Rewrite the material from the line containing "of the brick" through the end of the material, inclusive, keeping every request line as is. In the answers only, multiply each x and y coordinate by 1.35 and round to whole numbers, with halves rounded up.

──────────────────────────────

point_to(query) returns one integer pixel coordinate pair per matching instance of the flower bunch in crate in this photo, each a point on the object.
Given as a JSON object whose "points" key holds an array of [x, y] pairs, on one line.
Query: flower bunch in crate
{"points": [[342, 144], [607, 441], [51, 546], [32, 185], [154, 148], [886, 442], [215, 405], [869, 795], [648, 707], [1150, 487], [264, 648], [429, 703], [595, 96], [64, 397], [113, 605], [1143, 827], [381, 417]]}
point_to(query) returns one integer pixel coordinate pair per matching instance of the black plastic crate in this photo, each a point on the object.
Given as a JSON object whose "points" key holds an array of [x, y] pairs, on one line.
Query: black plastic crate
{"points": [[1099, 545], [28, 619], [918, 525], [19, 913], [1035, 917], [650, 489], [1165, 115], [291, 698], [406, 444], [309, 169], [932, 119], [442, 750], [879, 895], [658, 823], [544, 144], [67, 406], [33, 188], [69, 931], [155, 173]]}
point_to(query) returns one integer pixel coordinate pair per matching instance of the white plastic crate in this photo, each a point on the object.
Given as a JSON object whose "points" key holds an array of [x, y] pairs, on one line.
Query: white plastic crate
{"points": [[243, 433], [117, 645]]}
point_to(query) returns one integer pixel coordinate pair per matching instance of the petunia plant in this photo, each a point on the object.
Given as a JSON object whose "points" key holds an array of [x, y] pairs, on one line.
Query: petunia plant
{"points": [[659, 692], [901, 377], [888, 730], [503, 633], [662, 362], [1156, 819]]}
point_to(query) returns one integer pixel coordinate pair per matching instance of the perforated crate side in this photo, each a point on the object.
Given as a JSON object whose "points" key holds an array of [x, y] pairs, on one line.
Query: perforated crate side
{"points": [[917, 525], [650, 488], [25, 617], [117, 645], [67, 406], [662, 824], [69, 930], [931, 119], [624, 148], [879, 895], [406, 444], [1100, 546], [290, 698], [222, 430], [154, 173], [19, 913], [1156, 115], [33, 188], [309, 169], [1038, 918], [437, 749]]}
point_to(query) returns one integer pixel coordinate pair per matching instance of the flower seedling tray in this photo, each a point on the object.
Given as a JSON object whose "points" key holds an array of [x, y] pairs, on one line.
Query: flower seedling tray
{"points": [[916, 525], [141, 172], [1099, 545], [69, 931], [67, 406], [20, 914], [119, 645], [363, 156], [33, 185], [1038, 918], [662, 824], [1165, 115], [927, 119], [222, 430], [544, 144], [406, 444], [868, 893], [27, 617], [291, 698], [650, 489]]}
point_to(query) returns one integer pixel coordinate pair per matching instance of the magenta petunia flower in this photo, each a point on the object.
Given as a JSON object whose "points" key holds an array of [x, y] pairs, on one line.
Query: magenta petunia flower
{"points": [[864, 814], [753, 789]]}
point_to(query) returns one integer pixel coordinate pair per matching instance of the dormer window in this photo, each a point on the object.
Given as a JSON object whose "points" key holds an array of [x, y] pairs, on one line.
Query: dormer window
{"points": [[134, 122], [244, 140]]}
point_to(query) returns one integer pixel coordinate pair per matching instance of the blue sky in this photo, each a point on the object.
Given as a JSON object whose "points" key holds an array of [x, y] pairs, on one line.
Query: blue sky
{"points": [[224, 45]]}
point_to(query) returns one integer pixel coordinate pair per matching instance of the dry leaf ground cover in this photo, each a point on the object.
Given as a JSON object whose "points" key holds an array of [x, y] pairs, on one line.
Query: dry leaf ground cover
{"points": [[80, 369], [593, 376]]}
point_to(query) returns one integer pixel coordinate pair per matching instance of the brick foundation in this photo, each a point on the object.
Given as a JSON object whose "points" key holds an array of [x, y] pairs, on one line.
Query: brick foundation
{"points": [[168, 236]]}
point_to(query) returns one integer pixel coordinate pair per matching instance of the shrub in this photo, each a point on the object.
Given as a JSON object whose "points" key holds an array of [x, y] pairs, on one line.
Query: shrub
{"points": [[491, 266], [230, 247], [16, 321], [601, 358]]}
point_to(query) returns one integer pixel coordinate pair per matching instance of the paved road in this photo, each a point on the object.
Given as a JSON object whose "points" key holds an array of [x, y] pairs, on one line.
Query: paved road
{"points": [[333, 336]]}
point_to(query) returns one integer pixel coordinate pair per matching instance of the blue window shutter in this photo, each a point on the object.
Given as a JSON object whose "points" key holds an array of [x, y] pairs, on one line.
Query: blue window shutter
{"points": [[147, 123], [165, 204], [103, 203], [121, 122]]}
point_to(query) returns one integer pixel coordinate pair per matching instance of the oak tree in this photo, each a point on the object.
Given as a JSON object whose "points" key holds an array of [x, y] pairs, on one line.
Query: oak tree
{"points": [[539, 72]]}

──────────────────────────────

• **Task solution**
point_to(query) returns one integer pixel coordinate pair per matching instance of the brick foundation in this photo, each a point on the object.
Given as a JSON object whose "points" key holds an array of [x, y] pairs, on one line.
Query: brick foundation
{"points": [[227, 319]]}
point_to(query) returns one integer pixel coordinate pair per matching instance of the shrub in this photo, each a point on the object.
Given as a JSON object whose "points" key holds an array of [x, y] pairs, on one line.
Query: shrub
{"points": [[663, 359], [311, 333], [22, 433], [811, 483]]}
point_to(query) returns one integer pixel coordinate pair per matching instance of the paved road in this photo, each a point on the object.
Given as a JSON object whose "points" key holds an array of [x, y] pairs, on one line.
Query: paved road
{"points": [[450, 454]]}
point_to(query) returns one integer pixel coordinate pair per matching instance of the blue window shutter in this photo, each a point on the object.
Given as a JSON object whose "points" key holds an array of [x, y] pairs, on one line.
Query: blue window shutter
{"points": [[198, 166], [223, 275], [139, 274], [163, 165]]}
point_to(query) returns one integer pixel coordinate pair per matching instance of the oak tree in this photo, each a point on the object.
Given as a JSON object whose "points" key holds an array of [x, y] pairs, on one line.
Query: oak tree
{"points": [[728, 97]]}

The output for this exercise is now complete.